* TEXT PROVIDED:
____________
The 'Donroe Doctrine' in Action
From Venezuela to Greenland, there’s a through-line to Trump’s foreign policy.
President Trump’s 2025 National Security Strategy proclaimed that the United States would restore its “preeminence in the Western Hemisphere,” and the Trump administration has wasted no time implementing that vision. In toppling Venezuelan dictator Nicolas Maduro, the Trump administration underlined that goal less than two months after the document’s release. The strike not only illustrated the prowess of the U.S. military but exposed deeper changes in U.S. foreign policy going forward.
During the Cold War, the United States became the leader of a bloc (the “free world”) in a global struggle with communism. After the fall of the Berlin Wall in 1989, Washington policymakers recast the United States as the handmaiden to a “rules-based international order” administered by experts. However, regime-change debacles in the Middle East, the aftermath of the China shock, and the rise of populism have all contributed to the breakdown of the posthistorical global technocracy we were promised.
The new NSS provides a lens for one possible path forward: a geopolitics of resilience, in which policymakers leverage both domestic and foreign policy to reinforce the economic, technological, social, and defense foundations of the American republic. In addition to providing a critical context for the Venezuela strike, the NSS shows the evolution of U.S. geopolitical imperatives. While it may disappoint both neoliberal nostalgists and anti-interventionists, resilience demands a global rebalancing without a global withdrawal.
____________
* PROVIDED DATA:

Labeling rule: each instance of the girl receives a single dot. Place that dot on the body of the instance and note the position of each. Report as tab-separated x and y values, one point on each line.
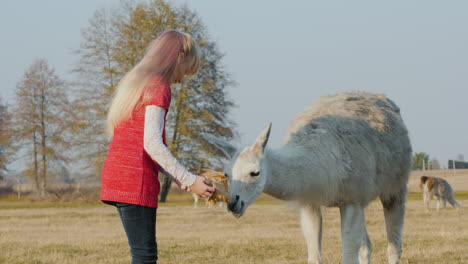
136	120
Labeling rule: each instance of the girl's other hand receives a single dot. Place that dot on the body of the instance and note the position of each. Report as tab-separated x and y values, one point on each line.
202	187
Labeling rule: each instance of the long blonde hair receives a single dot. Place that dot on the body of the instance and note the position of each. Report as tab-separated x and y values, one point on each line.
160	60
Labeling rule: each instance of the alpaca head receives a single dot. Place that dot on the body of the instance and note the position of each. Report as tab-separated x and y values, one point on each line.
246	174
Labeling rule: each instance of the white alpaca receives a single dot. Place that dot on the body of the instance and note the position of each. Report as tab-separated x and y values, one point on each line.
343	151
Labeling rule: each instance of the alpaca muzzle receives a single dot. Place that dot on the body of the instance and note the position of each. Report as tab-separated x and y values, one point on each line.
236	207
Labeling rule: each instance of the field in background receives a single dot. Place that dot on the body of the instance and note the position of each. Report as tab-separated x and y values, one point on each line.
268	233
73	228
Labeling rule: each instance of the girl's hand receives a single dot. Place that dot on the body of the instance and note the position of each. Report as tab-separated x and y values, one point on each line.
183	187
202	187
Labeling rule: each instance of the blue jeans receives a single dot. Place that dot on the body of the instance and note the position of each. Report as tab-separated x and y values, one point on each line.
140	226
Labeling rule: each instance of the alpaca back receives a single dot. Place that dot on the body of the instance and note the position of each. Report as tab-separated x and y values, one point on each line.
360	141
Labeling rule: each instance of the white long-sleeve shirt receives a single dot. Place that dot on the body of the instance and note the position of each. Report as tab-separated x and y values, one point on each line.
154	146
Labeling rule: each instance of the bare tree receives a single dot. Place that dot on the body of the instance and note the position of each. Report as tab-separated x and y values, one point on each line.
6	147
41	122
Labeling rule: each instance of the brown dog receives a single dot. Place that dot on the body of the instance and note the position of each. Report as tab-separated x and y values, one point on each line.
438	187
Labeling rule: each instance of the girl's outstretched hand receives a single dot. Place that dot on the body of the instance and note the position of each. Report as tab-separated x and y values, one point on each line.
202	187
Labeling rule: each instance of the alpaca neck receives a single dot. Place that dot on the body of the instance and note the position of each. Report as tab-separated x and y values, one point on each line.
292	174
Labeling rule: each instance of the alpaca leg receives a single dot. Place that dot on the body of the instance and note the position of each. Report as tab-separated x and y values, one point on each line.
355	241
453	202
427	199
394	211
311	223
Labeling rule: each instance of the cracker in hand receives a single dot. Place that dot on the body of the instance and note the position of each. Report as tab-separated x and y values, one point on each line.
220	182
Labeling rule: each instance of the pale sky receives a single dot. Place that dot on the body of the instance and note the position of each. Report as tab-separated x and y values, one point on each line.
286	54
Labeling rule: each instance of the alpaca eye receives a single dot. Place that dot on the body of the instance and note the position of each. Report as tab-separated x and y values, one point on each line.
254	173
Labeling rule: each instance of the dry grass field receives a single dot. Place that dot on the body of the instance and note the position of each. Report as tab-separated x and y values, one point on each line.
39	233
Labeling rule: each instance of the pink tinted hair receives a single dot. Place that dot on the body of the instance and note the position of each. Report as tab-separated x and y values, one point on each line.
160	60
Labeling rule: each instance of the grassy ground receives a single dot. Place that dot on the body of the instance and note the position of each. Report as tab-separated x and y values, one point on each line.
269	233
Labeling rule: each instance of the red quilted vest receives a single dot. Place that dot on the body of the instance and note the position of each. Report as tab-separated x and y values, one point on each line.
129	174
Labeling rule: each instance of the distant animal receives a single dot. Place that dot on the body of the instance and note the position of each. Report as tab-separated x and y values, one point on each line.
220	182
438	187
343	151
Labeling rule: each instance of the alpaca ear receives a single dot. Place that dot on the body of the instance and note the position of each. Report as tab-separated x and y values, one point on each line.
262	140
225	147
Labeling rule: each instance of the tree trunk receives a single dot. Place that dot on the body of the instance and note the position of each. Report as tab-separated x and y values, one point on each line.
____________
* TASK REQUIREMENTS:
a - Summarize the "Donroe Doctrine" article in two sentences.
b - In the "Donroe Doctrine" article, what did Washington policymakers recast the United States as after the fall of the Berlin Wall?
c - From the "Donroe Doctrine" article, reproduce word for word the passage from "The new NSS" up to and including "a global withdrawal.".

* ANSWERS BY TASK:
a - Trump's 2025 National Security Strategy pledged to restore U.S. preeminence in the Western Hemisphere, and the toppling of Venezuelan dictator Nicolas Maduro less than two months after its release underlined that goal and exposed deeper changes in U.S. foreign policy. After the post-1989 vision of a rules-based order administered by experts broke down, the strategy points toward a geopolitics of resilience that demands a global rebalancing without a global withdrawal.

b - The handmaiden to a "rules-based international order" administered by experts.

c -
The new NSS provides a lens for one possible path forward: a geopolitics of resilience, in which policymakers leverage both domestic and foreign policy to reinforce the economic, technological, social, and defense foundations of the American republic. In addition to providing a critical context for the Venezuela strike, the NSS shows the evolution of U.S. geopolitical imperatives. While it may disappoint both neoliberal nostalgists and anti-interventionists, resilience demands a global rebalancing without a global withdrawal.